Directions for this task:
Copy out word for word the lines of the entries below, from the line containing "For every instance of the dirt" through the end of the entries.

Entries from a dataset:
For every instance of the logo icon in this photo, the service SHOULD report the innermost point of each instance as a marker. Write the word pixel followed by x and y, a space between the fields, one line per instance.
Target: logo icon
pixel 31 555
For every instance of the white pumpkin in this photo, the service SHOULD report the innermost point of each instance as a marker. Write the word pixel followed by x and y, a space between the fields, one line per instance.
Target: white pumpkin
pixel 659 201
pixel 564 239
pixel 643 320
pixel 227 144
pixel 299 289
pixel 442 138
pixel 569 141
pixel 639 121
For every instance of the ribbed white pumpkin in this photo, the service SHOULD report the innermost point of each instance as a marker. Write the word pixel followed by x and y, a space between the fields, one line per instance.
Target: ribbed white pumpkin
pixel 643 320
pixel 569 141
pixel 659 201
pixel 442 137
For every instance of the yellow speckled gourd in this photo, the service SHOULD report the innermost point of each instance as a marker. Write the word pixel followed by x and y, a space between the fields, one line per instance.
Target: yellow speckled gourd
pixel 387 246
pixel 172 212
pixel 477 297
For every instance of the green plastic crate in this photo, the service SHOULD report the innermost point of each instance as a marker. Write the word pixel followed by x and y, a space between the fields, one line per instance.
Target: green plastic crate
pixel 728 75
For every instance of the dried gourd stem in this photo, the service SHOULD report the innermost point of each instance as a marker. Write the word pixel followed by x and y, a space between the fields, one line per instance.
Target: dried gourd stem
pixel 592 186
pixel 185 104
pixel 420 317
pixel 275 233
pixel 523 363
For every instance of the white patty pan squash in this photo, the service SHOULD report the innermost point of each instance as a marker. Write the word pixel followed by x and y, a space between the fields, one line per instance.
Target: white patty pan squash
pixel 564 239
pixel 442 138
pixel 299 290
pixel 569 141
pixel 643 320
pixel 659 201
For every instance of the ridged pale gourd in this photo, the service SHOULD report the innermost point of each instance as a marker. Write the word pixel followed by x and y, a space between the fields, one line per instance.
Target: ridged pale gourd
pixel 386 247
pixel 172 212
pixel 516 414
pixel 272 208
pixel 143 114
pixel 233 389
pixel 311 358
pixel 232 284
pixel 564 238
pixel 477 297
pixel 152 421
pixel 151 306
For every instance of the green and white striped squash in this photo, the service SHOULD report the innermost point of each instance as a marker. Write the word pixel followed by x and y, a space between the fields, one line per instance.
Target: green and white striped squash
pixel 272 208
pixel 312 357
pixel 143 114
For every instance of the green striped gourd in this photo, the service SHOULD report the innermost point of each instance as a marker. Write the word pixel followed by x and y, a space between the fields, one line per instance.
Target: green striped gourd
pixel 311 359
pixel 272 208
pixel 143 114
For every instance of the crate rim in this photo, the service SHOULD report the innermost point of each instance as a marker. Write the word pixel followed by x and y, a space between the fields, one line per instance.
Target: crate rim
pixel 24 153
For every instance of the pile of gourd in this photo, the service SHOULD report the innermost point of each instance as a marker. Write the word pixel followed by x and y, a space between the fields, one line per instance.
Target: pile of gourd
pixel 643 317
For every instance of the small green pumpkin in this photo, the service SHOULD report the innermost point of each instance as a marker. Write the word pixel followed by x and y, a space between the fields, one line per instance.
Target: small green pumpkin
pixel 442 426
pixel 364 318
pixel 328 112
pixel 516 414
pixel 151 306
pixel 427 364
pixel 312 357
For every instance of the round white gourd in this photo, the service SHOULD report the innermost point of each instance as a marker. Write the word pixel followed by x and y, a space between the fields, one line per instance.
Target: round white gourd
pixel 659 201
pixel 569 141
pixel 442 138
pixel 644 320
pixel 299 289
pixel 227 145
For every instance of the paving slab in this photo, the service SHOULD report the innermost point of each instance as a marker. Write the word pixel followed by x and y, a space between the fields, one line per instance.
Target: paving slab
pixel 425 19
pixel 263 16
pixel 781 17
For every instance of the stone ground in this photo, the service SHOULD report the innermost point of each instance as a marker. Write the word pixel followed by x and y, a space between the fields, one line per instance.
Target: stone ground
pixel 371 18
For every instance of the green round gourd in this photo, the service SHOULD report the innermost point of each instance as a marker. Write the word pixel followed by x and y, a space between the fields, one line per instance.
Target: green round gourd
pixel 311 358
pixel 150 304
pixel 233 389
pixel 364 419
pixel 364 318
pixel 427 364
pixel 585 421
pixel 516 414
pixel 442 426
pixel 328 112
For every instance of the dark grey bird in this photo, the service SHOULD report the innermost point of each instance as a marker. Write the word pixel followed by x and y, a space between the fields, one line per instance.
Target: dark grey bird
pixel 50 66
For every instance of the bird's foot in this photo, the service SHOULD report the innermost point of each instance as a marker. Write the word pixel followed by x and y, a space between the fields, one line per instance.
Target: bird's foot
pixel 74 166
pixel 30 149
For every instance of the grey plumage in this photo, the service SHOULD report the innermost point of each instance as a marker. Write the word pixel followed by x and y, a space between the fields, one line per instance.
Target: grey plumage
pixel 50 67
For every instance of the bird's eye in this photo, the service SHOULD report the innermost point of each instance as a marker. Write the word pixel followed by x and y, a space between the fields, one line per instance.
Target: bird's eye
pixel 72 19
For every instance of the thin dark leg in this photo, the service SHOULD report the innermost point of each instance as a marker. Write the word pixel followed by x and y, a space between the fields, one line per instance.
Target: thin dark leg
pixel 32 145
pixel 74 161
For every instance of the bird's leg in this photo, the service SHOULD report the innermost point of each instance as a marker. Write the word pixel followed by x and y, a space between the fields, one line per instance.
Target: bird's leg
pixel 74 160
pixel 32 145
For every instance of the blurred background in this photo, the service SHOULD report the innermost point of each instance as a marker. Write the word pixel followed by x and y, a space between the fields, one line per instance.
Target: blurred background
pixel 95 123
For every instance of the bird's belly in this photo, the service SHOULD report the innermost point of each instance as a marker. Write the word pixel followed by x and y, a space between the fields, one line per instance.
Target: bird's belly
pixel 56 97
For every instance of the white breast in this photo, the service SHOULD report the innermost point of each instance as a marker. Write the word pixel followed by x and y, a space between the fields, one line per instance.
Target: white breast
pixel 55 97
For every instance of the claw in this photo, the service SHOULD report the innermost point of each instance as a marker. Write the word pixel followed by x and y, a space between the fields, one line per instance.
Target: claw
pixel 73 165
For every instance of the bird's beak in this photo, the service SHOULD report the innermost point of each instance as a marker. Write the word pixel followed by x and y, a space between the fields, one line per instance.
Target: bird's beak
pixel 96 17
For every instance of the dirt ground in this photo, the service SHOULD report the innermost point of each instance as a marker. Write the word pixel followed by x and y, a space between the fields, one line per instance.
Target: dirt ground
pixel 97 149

Exercise answer:
For every instance of the dirt ground in this photo, the service SHOULD report the innermost point of each instance as a marker. Write the word pixel followed by x and y, a space between the fields, one line per instance.
Target: dirt ground
pixel 97 149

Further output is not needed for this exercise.